* 作業指示
バンコクのビル崩壊を扱った文章について、最後の文の後に続く部分を書いてください。

──────── 原文抜粋 ────────

このビルの崩壊は大きな批判を呼び、多くの人が「バンコクには数百もの高層ビルがあるのに、なぜこの建物だけが崩壊したのか?」と疑問を呈し、建設基準や多額の予算が投じられたプロジェクトの透明性が問われています。
その後、この建設プロジェクトはItalian-Thai Development Corporation Limited (ITD) 社と、中国の国有企業であるChina Railway No.10 Engineering Group (CREC) 社が共同で請け負っていたことが明らかになりました。
以前、CREC社は自社のオンラインプラットフォーム上でこの建設プロジェクトを「中国の建設技術が海外市場で示した誇るべき成果」と宣伝していました。しかし、ビルが崩壊した後、同社はこのプロジェクトに関するすべてのプレスリリース、建設中の写真などを即座にSNSから削除しました。
そして3月29日、4人の中国人男性がビルの裏側から許可なく32点の書類を持ち出そうとしたことが発覚しました。バンコク都知事はこのエリアを立ち入り禁止区域と指定しており、無断での立ち入りは禁止されていました。
警察は通報を受けて捜査を開始し、現場近くで1人の中国人男性を発見しました。この男性は「建設プロジェクトの責任者だ」と主張しました。警察が取り調べとともにビザや労働許可証、パスポートを確認したところ、労働許可証は正式なものであり、この4人はITD社と共同事業を行っている企業の従業員であることが判明しました。

──────── 資料 ────────

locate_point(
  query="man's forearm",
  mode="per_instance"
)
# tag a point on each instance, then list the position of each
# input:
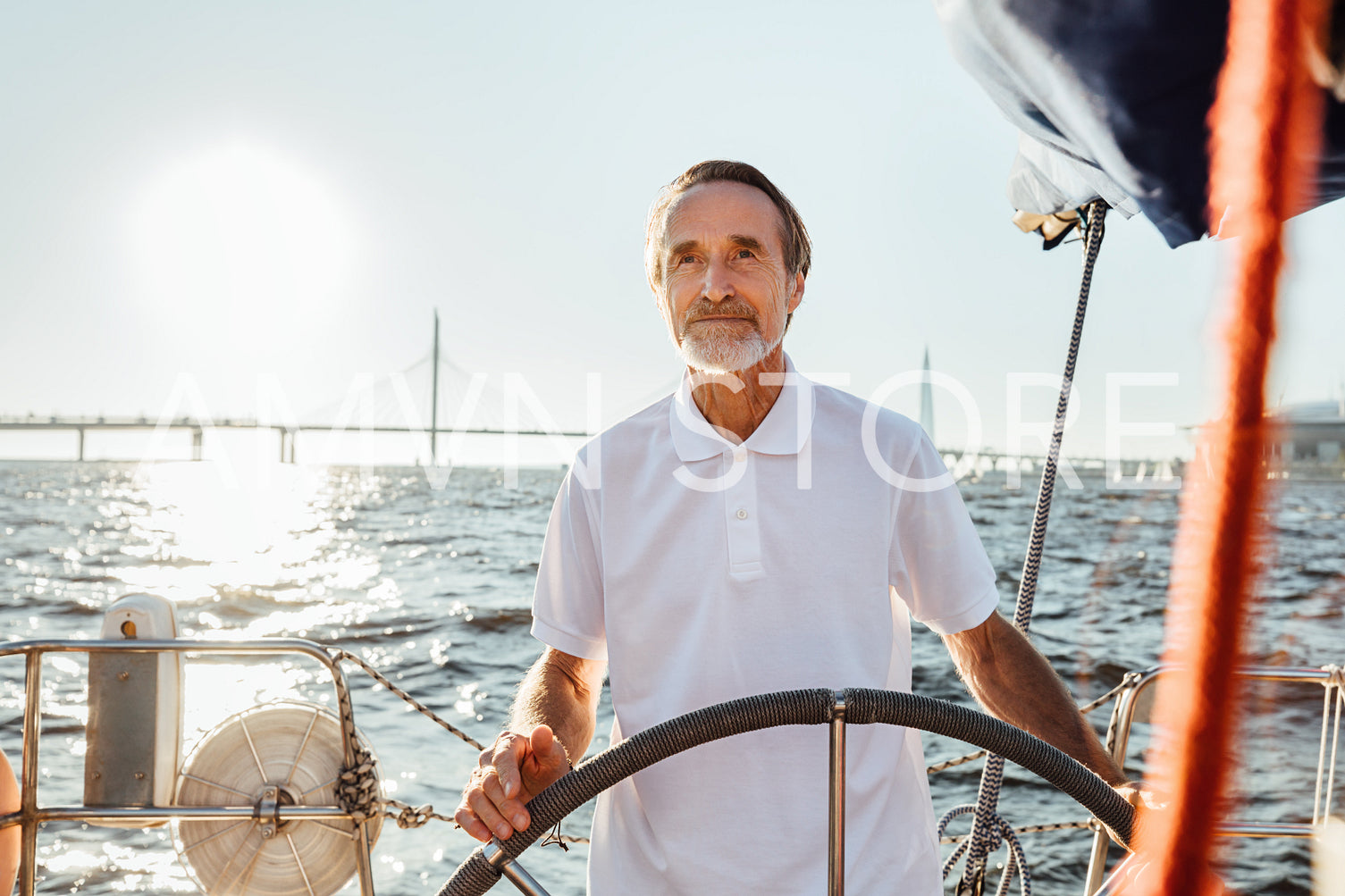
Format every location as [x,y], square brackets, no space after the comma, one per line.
[559,691]
[1014,682]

────────

* 課題への回答
押収された32点の書類には、建設請負業者関連の書類、RFI(情報提供要求書)のコピー、説明文書、一般工事検査通知書、意見照会や回答書類、下請け業者に関する書類、電気・輸送システムのエンジニアリング関連資料などが含まれていました。
取り調べの結果、4人の容疑者は「ITD社関連の下請け会社の従業員で、保険請求のために必要な書類を回収しようとした」と供述しました。書類は会社の仮設エリアである駐車場のコンテナ内に保管されていましたが、正式な許可を得ずに持ち出そうとしていました。
現在、チャトゥチャック区事務所は 防災・災害対策法 に基づき、この4人を刑事告発するための書類を準備中です。また、書類の持ち出しを指示した人物についても捜査が進められています。